List every line in the items below that contains the word "sponsor", copying each line in full.

Dataset
********

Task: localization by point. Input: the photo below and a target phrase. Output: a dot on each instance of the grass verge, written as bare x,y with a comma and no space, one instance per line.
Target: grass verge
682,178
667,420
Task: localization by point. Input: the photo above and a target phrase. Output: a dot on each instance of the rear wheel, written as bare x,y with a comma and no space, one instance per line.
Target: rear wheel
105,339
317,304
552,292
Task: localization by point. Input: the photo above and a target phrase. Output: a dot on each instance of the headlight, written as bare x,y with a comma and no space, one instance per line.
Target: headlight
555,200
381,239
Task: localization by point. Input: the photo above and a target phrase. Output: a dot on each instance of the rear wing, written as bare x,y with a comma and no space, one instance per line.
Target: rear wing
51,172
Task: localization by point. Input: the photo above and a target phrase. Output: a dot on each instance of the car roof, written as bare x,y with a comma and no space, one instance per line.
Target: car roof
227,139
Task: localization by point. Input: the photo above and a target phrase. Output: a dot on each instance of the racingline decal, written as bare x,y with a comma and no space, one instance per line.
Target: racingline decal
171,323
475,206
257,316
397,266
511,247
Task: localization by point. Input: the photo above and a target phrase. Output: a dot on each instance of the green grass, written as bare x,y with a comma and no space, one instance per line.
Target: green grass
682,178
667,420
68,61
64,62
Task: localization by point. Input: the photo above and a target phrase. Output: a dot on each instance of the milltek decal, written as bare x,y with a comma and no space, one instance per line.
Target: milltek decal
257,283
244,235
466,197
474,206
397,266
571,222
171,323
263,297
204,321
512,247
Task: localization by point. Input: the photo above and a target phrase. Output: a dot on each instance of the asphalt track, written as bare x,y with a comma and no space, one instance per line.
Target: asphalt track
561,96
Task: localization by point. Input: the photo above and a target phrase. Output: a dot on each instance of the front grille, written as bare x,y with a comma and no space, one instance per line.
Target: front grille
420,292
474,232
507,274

********

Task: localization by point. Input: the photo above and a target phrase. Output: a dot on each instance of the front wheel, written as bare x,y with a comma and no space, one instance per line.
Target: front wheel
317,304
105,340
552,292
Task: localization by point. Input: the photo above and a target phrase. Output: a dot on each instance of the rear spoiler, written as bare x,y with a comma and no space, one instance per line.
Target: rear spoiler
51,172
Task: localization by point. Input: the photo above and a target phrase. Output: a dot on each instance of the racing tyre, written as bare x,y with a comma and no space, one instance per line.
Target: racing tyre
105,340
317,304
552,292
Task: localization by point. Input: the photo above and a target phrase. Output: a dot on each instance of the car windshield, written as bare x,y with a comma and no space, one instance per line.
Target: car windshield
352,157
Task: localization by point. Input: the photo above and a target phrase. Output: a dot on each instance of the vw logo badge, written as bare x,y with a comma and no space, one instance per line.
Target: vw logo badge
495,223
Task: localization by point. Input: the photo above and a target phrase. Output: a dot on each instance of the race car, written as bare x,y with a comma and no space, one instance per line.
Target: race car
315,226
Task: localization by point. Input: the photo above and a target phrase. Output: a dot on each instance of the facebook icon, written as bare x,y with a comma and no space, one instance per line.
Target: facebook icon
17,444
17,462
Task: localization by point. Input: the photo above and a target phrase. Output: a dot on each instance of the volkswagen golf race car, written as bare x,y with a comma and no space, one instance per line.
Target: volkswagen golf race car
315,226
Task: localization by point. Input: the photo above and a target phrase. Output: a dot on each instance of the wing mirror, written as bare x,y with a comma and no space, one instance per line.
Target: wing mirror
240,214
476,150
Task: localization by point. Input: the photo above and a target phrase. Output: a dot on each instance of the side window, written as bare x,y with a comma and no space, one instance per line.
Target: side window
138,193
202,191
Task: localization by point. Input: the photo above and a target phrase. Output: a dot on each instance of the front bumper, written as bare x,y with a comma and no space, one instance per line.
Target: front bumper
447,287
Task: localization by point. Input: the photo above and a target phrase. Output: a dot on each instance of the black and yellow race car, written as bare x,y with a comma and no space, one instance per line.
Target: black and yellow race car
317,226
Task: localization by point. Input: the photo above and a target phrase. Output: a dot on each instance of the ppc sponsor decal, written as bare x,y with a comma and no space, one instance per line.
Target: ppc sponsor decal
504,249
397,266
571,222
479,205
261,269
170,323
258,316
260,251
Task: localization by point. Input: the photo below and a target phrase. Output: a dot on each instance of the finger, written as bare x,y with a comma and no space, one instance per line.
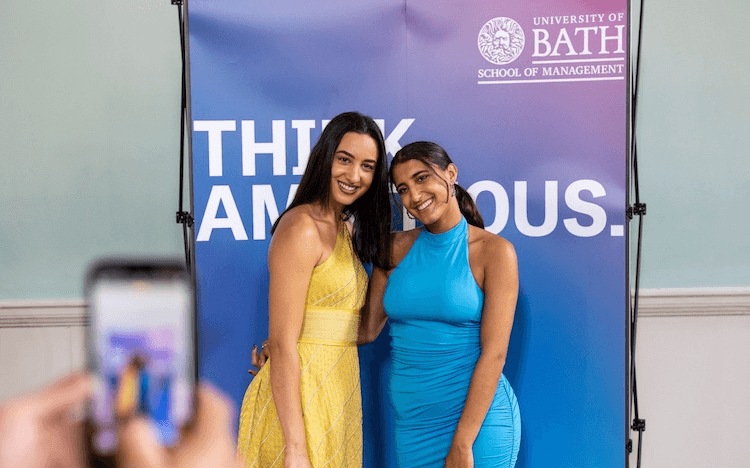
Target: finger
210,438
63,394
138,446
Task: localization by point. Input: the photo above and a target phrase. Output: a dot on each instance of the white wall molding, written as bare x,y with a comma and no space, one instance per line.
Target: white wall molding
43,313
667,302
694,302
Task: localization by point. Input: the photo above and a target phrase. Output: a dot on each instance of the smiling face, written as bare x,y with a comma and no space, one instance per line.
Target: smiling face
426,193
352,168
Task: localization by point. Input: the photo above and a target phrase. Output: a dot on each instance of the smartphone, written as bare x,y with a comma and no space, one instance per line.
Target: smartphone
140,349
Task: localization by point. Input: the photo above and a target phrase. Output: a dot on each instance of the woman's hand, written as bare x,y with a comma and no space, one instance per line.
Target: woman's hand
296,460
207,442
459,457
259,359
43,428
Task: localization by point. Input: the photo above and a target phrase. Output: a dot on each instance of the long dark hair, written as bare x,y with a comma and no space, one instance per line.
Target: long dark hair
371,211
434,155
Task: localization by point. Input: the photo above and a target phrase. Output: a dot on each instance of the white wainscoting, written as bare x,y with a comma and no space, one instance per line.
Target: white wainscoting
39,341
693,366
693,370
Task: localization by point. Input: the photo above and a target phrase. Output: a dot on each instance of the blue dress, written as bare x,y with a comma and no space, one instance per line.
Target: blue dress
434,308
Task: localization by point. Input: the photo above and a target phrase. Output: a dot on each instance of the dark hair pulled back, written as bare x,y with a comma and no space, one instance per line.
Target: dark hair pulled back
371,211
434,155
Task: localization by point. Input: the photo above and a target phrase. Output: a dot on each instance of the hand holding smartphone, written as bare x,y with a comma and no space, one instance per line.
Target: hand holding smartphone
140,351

********

Reply
Task: localization by point. Input: the photo above and a target phrase. Output: a dot on each instance of the ppc sponsor decal, written as bare x,y with a comma and no space, one instance per line.
Target: ppc sponsor decal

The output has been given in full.